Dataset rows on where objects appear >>
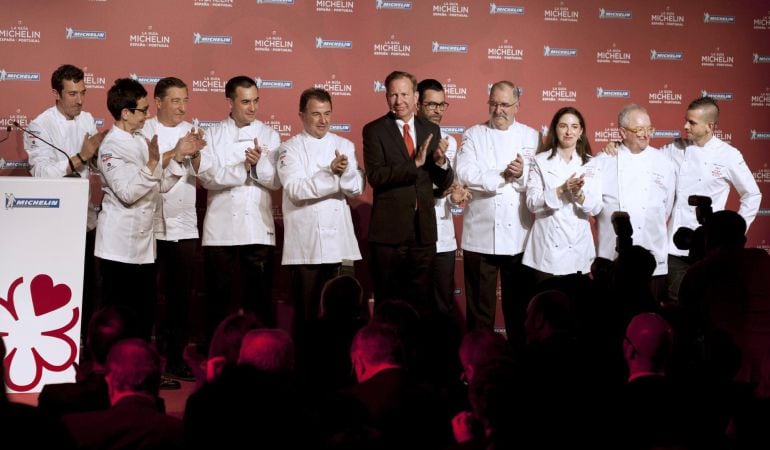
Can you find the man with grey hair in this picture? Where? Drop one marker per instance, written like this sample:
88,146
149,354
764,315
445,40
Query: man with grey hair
640,181
403,161
269,350
706,166
494,163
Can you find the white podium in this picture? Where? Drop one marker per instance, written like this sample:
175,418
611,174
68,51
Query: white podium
42,246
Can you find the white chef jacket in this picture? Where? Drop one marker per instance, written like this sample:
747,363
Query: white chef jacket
643,185
561,242
496,220
178,218
131,198
316,216
709,171
239,207
445,225
68,135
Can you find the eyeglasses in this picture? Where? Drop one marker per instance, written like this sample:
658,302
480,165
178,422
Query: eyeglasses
432,106
142,110
495,105
631,344
641,130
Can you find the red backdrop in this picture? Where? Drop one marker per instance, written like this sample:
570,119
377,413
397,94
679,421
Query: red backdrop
596,55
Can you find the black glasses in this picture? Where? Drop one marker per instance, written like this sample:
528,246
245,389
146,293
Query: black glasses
495,105
432,106
142,110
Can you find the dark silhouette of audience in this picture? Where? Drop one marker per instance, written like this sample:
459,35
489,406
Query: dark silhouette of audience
24,426
89,392
134,419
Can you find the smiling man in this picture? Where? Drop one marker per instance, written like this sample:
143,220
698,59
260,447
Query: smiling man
177,234
73,130
319,172
705,165
403,162
238,170
494,164
133,179
641,181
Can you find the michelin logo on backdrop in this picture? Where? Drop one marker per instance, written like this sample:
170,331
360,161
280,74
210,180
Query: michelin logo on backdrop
551,51
610,14
11,202
334,44
717,18
273,84
145,79
719,96
340,128
665,56
506,9
19,76
70,33
438,47
612,93
385,4
211,39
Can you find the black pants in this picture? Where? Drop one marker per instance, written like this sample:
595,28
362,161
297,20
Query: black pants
403,272
176,265
444,283
91,285
677,268
516,286
132,286
225,294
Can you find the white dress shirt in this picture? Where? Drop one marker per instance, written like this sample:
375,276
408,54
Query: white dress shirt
68,135
709,171
561,242
445,225
239,208
496,220
131,198
643,185
179,219
317,222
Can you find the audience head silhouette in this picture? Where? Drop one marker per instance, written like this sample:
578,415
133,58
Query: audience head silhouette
133,368
269,350
548,314
480,348
375,348
342,298
725,230
647,344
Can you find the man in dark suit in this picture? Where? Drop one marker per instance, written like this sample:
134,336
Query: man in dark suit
403,162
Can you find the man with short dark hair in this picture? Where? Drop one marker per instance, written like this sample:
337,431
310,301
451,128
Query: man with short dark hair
403,162
707,166
432,105
177,231
73,130
319,172
238,169
133,179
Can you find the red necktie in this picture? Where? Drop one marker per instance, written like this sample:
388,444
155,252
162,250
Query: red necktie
408,141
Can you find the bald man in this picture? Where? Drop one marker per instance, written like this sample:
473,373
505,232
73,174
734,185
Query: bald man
705,165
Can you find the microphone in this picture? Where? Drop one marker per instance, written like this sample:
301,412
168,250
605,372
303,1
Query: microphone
73,173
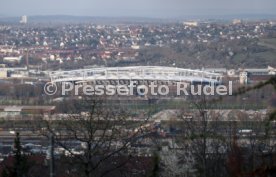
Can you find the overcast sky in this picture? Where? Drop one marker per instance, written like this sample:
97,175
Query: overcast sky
138,8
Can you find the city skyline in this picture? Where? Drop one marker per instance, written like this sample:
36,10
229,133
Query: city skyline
142,8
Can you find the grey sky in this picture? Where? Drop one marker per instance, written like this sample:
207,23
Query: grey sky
139,8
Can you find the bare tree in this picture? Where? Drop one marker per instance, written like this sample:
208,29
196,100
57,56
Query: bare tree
104,135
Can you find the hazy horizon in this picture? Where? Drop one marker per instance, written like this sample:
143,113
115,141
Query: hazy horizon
142,8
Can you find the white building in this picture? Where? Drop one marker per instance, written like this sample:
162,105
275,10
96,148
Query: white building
24,19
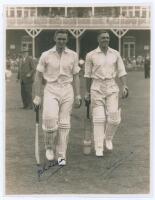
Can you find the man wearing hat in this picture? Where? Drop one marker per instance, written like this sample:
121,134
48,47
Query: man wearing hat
25,75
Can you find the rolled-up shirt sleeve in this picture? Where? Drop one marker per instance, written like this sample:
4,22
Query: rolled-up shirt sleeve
120,67
76,67
88,66
41,64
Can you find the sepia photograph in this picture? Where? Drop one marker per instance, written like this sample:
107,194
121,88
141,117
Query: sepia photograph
77,99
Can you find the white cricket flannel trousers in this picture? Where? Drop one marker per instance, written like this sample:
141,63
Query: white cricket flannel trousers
57,106
106,115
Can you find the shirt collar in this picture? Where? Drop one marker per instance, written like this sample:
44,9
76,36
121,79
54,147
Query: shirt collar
54,49
98,50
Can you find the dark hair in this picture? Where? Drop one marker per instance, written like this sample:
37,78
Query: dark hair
102,31
61,31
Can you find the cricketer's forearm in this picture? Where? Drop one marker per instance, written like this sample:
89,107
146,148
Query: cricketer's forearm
38,83
76,82
88,84
123,80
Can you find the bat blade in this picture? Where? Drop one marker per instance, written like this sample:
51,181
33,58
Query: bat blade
37,144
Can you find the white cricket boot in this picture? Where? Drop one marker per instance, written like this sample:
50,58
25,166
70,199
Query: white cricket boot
61,161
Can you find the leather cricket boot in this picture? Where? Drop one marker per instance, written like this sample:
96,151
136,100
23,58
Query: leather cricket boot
49,154
109,145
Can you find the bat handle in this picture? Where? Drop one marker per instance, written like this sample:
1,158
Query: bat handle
87,111
37,114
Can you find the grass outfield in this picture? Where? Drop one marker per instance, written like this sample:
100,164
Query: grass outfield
124,171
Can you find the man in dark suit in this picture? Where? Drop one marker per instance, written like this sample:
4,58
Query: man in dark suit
25,75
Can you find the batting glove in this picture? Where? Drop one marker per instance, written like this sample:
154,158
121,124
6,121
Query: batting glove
87,98
125,92
78,101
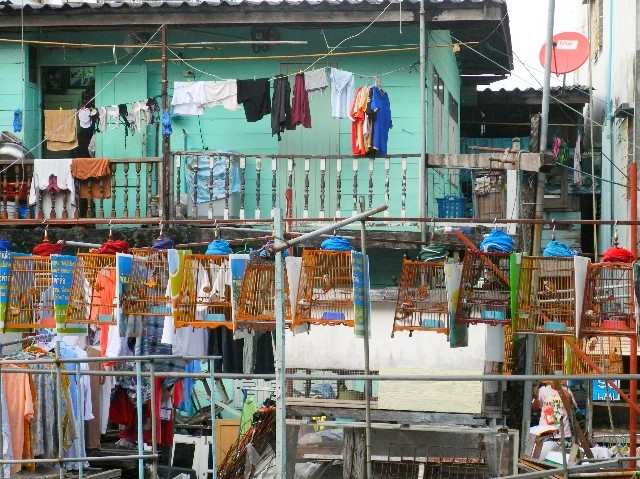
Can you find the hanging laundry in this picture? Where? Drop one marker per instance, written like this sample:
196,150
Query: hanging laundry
316,81
254,96
166,123
113,113
60,130
223,93
342,92
94,175
381,121
102,119
188,98
280,106
577,162
300,112
51,175
358,118
17,121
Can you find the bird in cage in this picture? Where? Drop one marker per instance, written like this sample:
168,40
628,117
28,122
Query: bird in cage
327,284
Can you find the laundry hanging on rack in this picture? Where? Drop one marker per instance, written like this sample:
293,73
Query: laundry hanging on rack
52,175
60,129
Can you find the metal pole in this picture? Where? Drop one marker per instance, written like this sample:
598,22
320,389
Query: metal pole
282,245
139,416
167,164
80,421
154,419
422,164
59,408
544,130
527,392
365,317
214,459
280,292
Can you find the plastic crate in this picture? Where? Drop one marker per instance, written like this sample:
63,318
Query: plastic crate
452,207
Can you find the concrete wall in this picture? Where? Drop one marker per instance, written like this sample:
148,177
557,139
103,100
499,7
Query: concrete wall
613,83
222,129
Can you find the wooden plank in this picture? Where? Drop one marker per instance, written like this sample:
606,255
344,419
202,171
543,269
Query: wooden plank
527,161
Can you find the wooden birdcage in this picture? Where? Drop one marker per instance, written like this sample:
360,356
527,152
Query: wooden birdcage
146,290
549,354
507,366
484,288
93,289
604,351
256,303
325,289
30,293
205,293
608,307
422,298
546,296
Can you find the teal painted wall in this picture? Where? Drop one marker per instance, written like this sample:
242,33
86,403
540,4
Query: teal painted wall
222,129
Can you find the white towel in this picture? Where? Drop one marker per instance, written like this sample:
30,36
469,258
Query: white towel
224,93
43,169
316,81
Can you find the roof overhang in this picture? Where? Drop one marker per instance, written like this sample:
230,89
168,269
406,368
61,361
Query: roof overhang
469,21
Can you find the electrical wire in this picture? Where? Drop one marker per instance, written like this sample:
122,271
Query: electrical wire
86,104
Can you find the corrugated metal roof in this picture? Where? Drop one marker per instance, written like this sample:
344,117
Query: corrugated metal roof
555,89
180,3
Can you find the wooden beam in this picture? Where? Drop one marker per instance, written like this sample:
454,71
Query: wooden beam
245,14
527,161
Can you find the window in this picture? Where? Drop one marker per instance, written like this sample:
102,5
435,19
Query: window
596,30
438,107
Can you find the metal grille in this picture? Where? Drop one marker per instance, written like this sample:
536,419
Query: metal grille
604,351
608,307
30,293
325,290
256,304
205,292
92,289
546,295
422,299
146,292
484,289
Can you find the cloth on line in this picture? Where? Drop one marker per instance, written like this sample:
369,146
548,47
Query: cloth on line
300,112
219,247
254,96
336,243
316,81
616,254
223,93
97,169
281,106
555,249
60,130
188,98
52,175
433,253
342,92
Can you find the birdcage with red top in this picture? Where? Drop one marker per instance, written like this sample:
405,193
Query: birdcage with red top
546,296
608,307
484,288
205,292
422,298
325,289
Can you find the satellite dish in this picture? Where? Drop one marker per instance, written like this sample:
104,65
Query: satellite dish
569,52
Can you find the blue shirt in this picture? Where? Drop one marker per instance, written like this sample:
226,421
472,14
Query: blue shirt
382,119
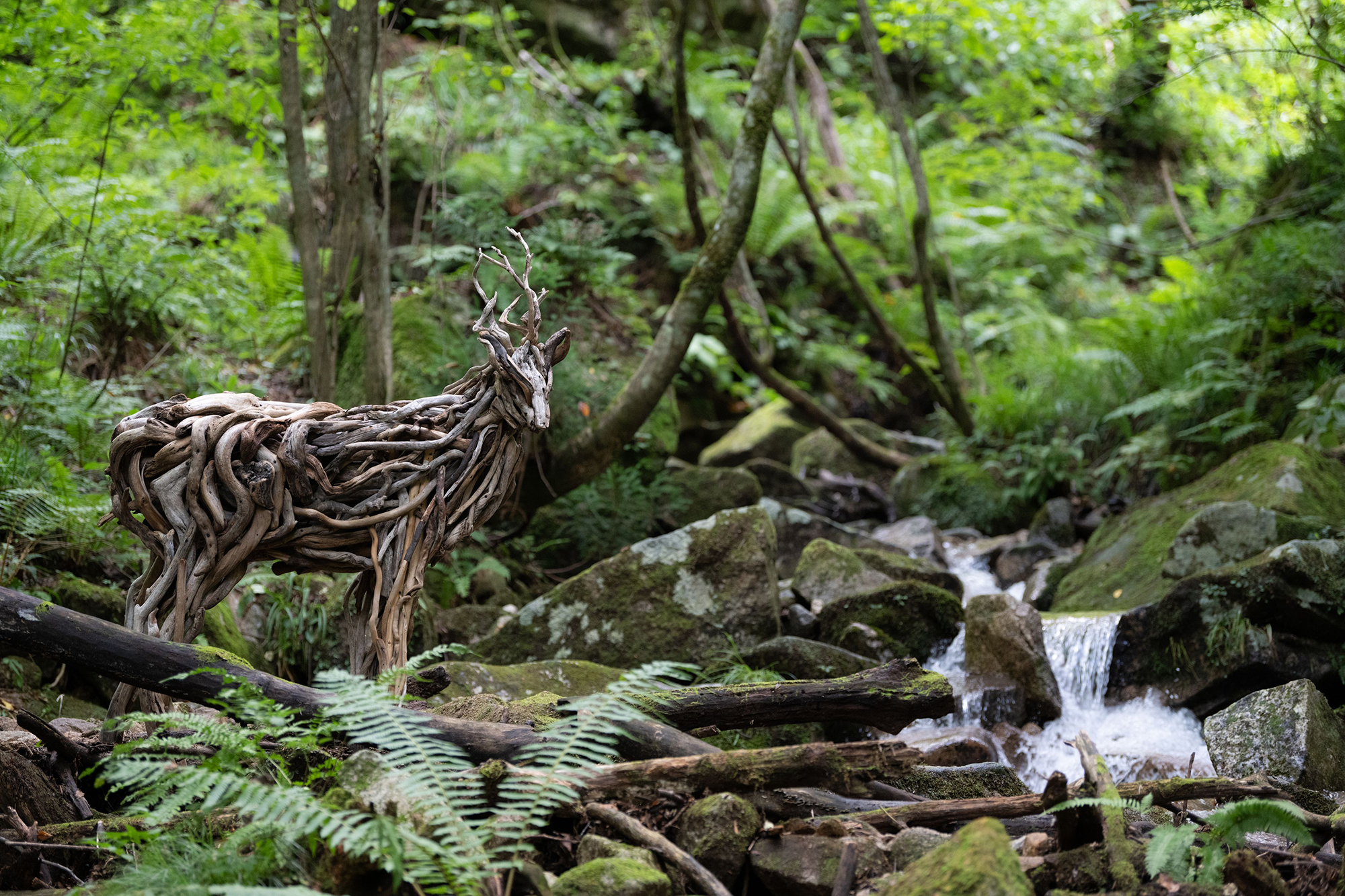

Your objective >> Select every line in the rows above that contains the word "painted", matching case exactly, and copy each such line.

Solved problem >>
Can you find the teal painted wall in this picture? Where? Drop one marker per instance, written like this sample:
Query: teal painted wall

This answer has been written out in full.